------ Text provided ------
Here's a typescript function based on the above answers.

export function getRotatedEllipseBounds(
  x: number,
  y: number,
  rx: number,
  ry: number,
  rotation: number
) {
  const c = Math.cos(rotation)
  const s = Math.sin(rotation)
  const w = Math.hypot(rx * c, ry * s)
  const h = Math.hypot(rx * s, ry * c)

  return {
    minX: x + rx - w,
    minY: y + ry - h,
    maxX: x + rx + w,
    maxY: y + ry + h,
    width: w * 2,
    height: h * 2,
  }
}

Here is another version of Pranay Soni's code, implemented in js codepen I hope someone will find it useful

/**
* @param {Number} rotation
* @param {Number} majorAxis
* @param {Nmber} minorAxis
* @pivot {Point} pivot {x: number, y: number}
* @returns {Object}
*/
export function getElipseBoundingLines(ratation, majorAxis, minorAxis, pivot) {
   const {cos, sin, tan, atan, round, min, max, PI} = Math;

   let phi = rotation / 180 * PI;

   if(phi === 0) phi = 0.00001;
   // major axis
   let a = majorAxis;
   //minor axis
   let b = minorAxis;

   const getX = (pivot, phi, t)  => {
      return round(pivot.x + a * cos(t) * cos(phi) - b * sin(t) * sin(phi))
   }
   const getY = (pivot, phi, t)  => {
      return round(pivot.y + b * sin(t) * cos(phi) + a * cos(t) * sin(phi))
   }

   const X = [], Y = [];

   let t = atan(-b * tan(phi) / a);
   X.push(getX(pivot, phi, t));
   Y.push(getY(pivot, phi, t));

   t = atan(b * (1 / tan(phi) / a));
   X.push(getX(pivot, phi, t));
   Y.push(getY(pivot, phi, t));

   phi += PI;

   t = atan(-b * tan(phi) / a);
   X.push(getX(pivot, phi, t));
   Y.push(getY(pivot, phi, t));

   t = atan(b * (1 / tan(phi)) / a);
   X.push(getX(pivot, phi, t));
   Y.push(getY(pivot, phi, t));

   const left    = min(...X);
   const right   = max(...X);
   const top     = min(...Y);
   const bottom  = max(...Y);

   return {left, top, right, bottom};
}

The general method is to find the zeroes of the derivative of the parametric form of the ellipse along X and Y axes. The position of those zeroes give the edge points along vertical and horizontal directions (derivative is zero).

// compute point on ellipse from angle around ellipse (theta)
function arc(theta, cx, cy, rx, ry, alpha)
{
    // theta is angle in radians around arc
    // alpha is angle of rotation of ellipse in radians
    var cos = Math.cos(alpha), sin = Math.sin(alpha),
      x = rx*Math.cos(theta), y = ry*Math.sin(theta);
    return {
        x: cx + cos*x - sin*y,
        y: cy + sin*x + cos*y
    };
}

function bb_ellipse(cx, cy, rx, ry, alpha)
------
Task list –
(a) Answer these questions using the ellipse bounding-box text.
(i) In the TypeScript function, what expression is returned as the width?
(ii) In the second version of the code, what value is phi given when it equals 0?
(iii) In the comments of the arc function, what is alpha said to be?
(b) From the ellipse bounding-box text, quote the passage that begins at the words "let phi = rotation" and stops after "sin(t) * sin(phi))".
------ Excerpted records ------
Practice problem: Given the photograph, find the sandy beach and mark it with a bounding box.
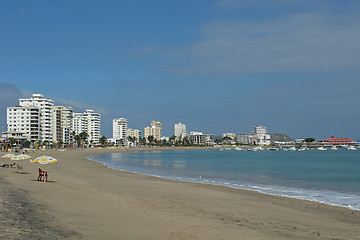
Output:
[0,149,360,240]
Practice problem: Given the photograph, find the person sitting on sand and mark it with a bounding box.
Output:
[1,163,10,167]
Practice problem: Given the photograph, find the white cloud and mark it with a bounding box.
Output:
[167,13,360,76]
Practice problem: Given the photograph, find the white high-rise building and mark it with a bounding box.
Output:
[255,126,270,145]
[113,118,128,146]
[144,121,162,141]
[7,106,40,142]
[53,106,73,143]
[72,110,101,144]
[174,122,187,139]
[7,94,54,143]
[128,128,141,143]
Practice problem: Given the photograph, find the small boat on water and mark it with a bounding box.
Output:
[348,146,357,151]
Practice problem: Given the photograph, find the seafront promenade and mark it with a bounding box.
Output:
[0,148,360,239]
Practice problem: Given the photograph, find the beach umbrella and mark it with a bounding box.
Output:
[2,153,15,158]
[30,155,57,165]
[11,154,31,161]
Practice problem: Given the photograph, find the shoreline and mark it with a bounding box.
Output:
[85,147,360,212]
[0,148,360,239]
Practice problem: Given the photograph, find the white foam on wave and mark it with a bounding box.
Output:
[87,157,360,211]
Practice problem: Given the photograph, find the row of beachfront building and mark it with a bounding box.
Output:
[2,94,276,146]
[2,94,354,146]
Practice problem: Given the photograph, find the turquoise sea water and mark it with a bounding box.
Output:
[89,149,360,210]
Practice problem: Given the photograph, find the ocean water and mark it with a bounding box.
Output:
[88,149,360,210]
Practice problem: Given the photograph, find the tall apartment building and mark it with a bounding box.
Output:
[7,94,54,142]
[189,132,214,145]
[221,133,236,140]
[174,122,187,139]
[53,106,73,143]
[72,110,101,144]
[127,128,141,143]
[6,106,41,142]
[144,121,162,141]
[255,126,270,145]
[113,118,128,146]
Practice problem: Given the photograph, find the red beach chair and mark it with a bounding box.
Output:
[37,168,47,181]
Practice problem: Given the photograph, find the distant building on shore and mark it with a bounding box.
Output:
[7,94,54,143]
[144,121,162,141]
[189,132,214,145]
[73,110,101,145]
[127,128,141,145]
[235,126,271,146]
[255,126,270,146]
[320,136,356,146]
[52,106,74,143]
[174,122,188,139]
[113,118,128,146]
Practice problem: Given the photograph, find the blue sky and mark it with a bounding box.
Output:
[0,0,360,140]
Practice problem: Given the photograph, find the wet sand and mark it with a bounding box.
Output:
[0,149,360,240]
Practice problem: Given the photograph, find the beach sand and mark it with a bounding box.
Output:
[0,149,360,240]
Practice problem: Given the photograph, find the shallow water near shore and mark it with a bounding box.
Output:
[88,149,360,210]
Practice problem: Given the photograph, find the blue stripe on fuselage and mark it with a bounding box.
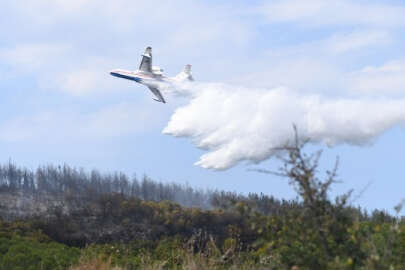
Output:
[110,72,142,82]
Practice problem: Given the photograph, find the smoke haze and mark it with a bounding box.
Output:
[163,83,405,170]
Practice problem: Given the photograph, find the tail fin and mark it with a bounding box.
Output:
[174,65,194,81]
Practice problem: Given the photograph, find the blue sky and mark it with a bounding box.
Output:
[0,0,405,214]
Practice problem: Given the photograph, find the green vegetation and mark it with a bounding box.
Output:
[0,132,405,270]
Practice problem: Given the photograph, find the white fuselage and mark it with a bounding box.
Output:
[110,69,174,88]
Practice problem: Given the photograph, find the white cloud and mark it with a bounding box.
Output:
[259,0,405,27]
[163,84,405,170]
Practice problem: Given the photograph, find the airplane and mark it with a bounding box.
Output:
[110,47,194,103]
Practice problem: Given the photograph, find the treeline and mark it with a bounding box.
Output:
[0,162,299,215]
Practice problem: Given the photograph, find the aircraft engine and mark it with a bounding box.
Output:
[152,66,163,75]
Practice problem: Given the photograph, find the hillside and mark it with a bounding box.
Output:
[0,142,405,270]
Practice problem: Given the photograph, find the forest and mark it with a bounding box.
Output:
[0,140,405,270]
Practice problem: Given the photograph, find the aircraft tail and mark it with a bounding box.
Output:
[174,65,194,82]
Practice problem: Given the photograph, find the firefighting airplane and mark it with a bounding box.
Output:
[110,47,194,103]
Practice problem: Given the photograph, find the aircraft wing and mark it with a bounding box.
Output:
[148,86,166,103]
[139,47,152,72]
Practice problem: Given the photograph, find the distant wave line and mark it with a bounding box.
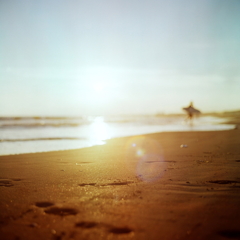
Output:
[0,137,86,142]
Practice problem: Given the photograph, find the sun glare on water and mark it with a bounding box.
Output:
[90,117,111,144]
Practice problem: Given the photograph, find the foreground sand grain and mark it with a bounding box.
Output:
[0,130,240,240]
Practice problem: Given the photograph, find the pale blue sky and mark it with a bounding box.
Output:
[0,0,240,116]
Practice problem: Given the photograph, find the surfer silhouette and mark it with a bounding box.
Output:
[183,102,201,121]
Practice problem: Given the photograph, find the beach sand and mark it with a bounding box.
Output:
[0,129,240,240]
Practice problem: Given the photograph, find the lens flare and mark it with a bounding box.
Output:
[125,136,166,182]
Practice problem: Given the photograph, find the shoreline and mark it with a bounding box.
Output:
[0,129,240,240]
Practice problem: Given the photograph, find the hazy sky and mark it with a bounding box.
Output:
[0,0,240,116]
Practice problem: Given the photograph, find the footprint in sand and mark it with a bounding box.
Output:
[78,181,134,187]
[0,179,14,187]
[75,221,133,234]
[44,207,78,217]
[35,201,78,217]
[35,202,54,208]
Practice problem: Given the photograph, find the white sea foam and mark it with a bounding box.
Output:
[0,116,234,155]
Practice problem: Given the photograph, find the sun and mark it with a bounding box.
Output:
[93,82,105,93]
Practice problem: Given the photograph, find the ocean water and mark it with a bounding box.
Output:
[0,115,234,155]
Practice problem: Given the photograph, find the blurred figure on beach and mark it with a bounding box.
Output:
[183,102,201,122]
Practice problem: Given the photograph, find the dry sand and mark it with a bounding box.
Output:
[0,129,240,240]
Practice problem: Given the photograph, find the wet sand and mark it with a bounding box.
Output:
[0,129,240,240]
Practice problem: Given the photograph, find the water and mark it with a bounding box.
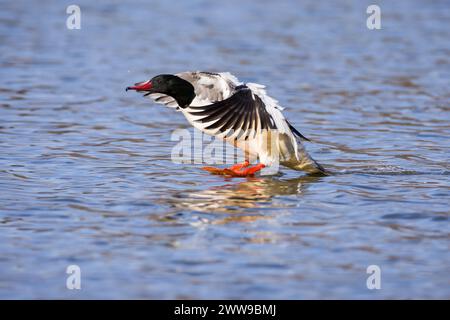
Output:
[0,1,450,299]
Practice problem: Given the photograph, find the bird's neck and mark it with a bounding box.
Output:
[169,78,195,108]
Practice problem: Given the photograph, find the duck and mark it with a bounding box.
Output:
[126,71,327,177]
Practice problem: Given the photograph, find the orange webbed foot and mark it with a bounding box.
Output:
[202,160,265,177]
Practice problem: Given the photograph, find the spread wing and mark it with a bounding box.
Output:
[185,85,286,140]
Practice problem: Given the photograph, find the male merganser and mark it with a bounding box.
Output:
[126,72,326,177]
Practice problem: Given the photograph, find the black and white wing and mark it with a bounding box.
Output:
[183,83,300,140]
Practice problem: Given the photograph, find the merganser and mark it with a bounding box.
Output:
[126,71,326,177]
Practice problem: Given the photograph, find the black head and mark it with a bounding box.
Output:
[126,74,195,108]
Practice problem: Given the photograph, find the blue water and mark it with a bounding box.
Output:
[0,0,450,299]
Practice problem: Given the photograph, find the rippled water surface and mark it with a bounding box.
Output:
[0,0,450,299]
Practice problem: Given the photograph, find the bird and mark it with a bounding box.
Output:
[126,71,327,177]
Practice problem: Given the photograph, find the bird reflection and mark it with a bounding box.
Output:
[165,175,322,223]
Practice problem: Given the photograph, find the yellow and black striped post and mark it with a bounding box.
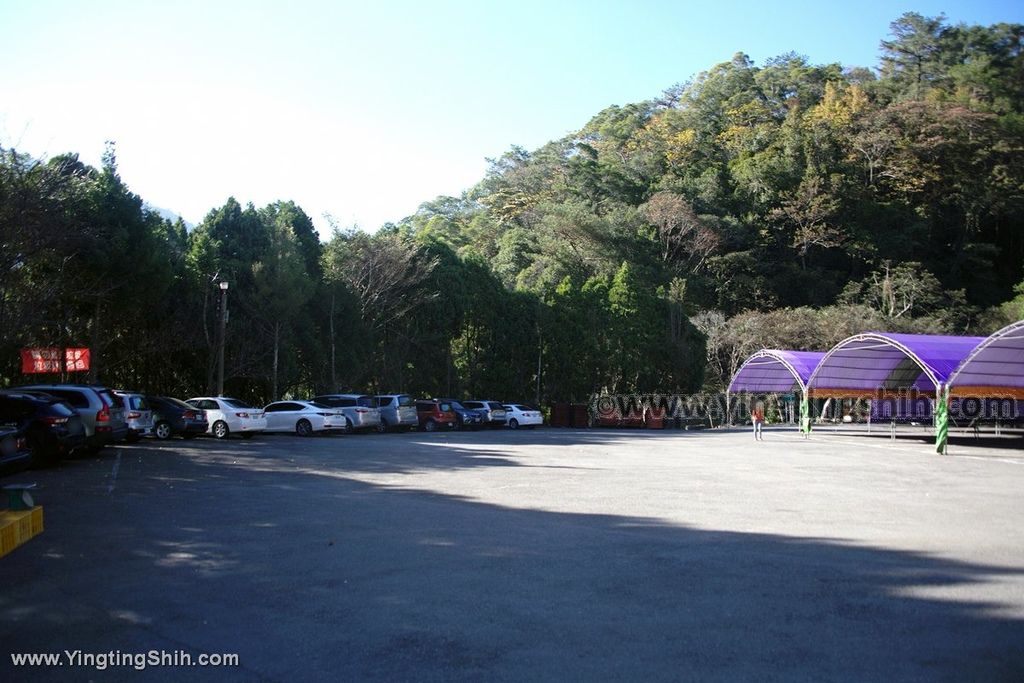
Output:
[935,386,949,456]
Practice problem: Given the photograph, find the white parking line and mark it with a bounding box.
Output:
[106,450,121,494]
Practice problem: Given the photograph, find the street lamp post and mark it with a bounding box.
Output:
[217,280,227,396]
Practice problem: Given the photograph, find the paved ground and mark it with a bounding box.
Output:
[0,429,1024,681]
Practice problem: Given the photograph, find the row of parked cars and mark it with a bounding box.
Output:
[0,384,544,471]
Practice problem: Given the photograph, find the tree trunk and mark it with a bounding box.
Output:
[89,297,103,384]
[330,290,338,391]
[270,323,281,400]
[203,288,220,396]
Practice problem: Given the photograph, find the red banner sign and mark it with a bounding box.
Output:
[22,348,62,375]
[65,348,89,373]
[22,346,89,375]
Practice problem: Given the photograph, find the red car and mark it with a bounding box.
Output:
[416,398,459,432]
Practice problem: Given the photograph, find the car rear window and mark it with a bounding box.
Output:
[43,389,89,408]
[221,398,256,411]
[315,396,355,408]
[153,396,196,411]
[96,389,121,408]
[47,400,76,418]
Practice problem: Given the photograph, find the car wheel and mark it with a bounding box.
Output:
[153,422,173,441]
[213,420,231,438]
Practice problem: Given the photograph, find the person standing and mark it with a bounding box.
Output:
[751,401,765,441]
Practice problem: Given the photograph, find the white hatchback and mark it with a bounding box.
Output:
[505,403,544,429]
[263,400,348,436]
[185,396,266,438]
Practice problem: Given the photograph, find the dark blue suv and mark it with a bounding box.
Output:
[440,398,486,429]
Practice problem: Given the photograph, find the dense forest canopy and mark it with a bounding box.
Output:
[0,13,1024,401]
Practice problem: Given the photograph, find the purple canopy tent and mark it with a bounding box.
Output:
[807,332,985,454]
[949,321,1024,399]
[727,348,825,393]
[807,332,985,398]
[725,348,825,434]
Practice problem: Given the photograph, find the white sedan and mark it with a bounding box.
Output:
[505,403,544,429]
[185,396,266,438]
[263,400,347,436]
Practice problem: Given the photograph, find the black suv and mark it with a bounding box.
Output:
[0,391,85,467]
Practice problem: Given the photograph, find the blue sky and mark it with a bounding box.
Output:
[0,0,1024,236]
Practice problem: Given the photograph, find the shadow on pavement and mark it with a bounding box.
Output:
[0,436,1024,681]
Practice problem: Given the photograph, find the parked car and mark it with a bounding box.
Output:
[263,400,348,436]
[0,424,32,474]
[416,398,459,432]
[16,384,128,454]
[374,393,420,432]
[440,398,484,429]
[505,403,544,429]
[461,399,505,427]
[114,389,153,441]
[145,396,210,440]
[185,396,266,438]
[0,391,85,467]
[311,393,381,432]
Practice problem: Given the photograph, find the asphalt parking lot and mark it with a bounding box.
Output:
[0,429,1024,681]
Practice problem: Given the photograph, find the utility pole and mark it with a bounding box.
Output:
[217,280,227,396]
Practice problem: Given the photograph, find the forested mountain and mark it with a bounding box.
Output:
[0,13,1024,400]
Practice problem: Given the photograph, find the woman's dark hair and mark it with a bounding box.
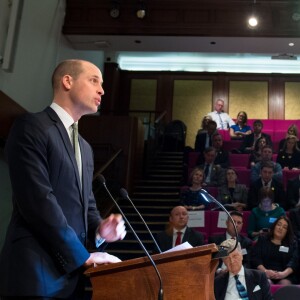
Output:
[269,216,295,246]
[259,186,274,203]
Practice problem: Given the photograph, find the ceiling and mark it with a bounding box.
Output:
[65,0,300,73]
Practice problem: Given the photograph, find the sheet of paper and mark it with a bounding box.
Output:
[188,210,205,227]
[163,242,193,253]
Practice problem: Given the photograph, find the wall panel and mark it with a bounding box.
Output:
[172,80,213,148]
------
Results for the exercise –
(a)
(i) w * 2
(ii) 0.00001
(iii) The angle of rotation of the ellipse in radians

(b)
let phi = rotation / 180 * PI;

   if(phi === 0) phi = 0.00001;
   // major axis
   let a = majorAxis;
   //minor axis
   let b = minorAxis;

   const getX = (pivot, phi, t)  => {
      return round(pivot.x + a * cos(t) * cos(phi) - b * sin(t) * sin(phi))